____ Quoted passage
Bahrain hospitals used as 'bait' in crackdown: MSF
Geneva: Medical charity Doctors without Borders (MSF) said on Thursday that hospitals in Bahrain were used as bait to snare wounded pro-democracy protestors after security forces took over health facilities.
MSF said in a report that the crackdown was denying the injured medical care.
The Bahraini government said allegations against it "appear to lack any firm evidence" and were part of an orchestrated campaign by protestors.
The MSF report also revealed testimony from patients admitted to the main public Salmaniya hospital who said they had been beaten there by security forces.
One of them said he was beaten on a close range rubber bullet wound to his head following surgery.
The agency said it had treated people in their homes after the Gulf kingdom's hospitals and clinics were turned into "places of fear" rather than safe havens for the sick and wounded.
"Health facilities are used as bait to identify and arrest those who seek treatment," said MSF medical coordinator Latifa Ayada as the agency called for the removal of security forces from Salmaniya.
"Wounds, especially those inflicted by distinctive police and military gunfire are used to identify people for arrest, and the denial of medical care is being used by Bahraini authorities to deter people from protesting," she added.
________
____ Material supplied
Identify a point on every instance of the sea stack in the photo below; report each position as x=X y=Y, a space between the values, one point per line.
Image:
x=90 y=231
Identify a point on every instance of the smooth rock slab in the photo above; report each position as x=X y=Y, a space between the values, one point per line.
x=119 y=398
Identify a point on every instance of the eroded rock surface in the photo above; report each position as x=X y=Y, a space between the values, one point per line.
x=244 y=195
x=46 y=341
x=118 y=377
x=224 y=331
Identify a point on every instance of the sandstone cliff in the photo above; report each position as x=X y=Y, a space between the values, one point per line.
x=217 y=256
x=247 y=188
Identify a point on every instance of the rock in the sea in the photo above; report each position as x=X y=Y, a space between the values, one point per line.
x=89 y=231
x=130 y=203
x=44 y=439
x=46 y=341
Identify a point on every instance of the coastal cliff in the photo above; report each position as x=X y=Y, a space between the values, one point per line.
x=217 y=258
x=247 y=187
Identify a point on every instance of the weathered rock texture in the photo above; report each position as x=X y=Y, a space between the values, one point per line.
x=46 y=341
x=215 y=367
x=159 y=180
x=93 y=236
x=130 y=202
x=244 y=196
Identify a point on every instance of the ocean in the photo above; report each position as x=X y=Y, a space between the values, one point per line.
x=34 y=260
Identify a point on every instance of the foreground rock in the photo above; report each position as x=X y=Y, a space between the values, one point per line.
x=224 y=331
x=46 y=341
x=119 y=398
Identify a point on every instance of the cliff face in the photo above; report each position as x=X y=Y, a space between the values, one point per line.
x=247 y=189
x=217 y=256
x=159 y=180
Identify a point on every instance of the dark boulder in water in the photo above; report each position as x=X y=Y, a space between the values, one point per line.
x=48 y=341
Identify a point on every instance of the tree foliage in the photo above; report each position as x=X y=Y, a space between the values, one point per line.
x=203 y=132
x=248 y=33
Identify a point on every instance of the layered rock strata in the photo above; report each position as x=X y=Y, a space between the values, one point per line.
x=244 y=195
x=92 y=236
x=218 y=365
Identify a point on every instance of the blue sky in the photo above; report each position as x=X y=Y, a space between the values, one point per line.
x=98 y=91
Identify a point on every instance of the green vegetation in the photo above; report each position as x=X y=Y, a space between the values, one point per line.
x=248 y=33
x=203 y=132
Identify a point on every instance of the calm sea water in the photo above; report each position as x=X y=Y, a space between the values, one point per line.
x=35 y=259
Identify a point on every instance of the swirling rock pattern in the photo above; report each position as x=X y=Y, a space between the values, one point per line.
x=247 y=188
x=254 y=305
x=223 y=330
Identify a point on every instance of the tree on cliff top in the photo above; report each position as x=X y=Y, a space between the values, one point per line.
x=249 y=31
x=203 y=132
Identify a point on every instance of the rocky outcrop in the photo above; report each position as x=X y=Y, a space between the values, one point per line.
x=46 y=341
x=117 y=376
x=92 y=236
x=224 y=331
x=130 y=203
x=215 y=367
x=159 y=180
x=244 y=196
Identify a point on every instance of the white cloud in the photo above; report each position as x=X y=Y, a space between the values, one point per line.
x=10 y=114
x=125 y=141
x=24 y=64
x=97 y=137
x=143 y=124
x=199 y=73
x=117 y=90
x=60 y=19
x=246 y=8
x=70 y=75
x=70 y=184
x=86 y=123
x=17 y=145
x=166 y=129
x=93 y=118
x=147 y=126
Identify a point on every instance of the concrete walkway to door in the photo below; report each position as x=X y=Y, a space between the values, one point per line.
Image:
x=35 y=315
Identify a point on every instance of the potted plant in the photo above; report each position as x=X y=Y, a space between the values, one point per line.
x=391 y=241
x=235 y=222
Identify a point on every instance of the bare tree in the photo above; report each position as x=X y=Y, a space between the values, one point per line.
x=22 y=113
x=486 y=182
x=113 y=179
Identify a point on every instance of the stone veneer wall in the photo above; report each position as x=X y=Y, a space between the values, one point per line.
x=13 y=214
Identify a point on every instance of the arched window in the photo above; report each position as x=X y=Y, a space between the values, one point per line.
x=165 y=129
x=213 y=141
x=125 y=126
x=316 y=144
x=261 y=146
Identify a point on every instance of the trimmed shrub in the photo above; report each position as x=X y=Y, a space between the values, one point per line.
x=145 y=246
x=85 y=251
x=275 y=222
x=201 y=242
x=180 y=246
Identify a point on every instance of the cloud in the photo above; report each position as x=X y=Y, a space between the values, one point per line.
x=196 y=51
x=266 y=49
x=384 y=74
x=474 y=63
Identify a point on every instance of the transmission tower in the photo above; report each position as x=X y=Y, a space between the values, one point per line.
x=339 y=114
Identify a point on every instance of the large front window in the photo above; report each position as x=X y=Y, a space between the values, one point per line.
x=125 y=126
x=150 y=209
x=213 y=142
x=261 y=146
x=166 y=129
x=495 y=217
________
## Your objective
Please carry on the news report on Bahrain's hospitals from where it stops.

## Answer to this exercise
MSF found that Salmaniya hospital was virtually empty during a visit on March 21.
It concluded that the use of the hospital first as a venue for demonstrations and then its occupation by the military, along with the targeting of other health facilities, had undermined the provision of impartial medical care in the country.
However, MSF said its offer to set up an emergency medical response in Bahrain had fallen through after it failed to secure guarantees from authorities that patients would not be targeted.
MSF underlined that opposition protestors should also guarantee that the hospital would not be used as a rallying point for demonstrations.
Human rights groups have reported that doctors and ambulance drivers have also been targeted in the crackdown.
MSF noted a "high level of trauma" among health workers in Bahrain, with many afraid to even talk about the medical situation.
The Bahraini government said in a Thursday response to the MSF report that "these continuing allegations, which appear to lack any firm evidence, seem to be part of an ongoing, orchestrated campaign by the protest movement."
The takeover of Salmaniya by security forces was "both unavoidable and necessary" because it "was used as a coordination centre by protestors and had been over-run by political and sectarian activity," the statement said.
"Since this action took place, no patient has been refused the treatment and admissions have continued," it said, adding that "medical facilities are operating as normal in Bahrain."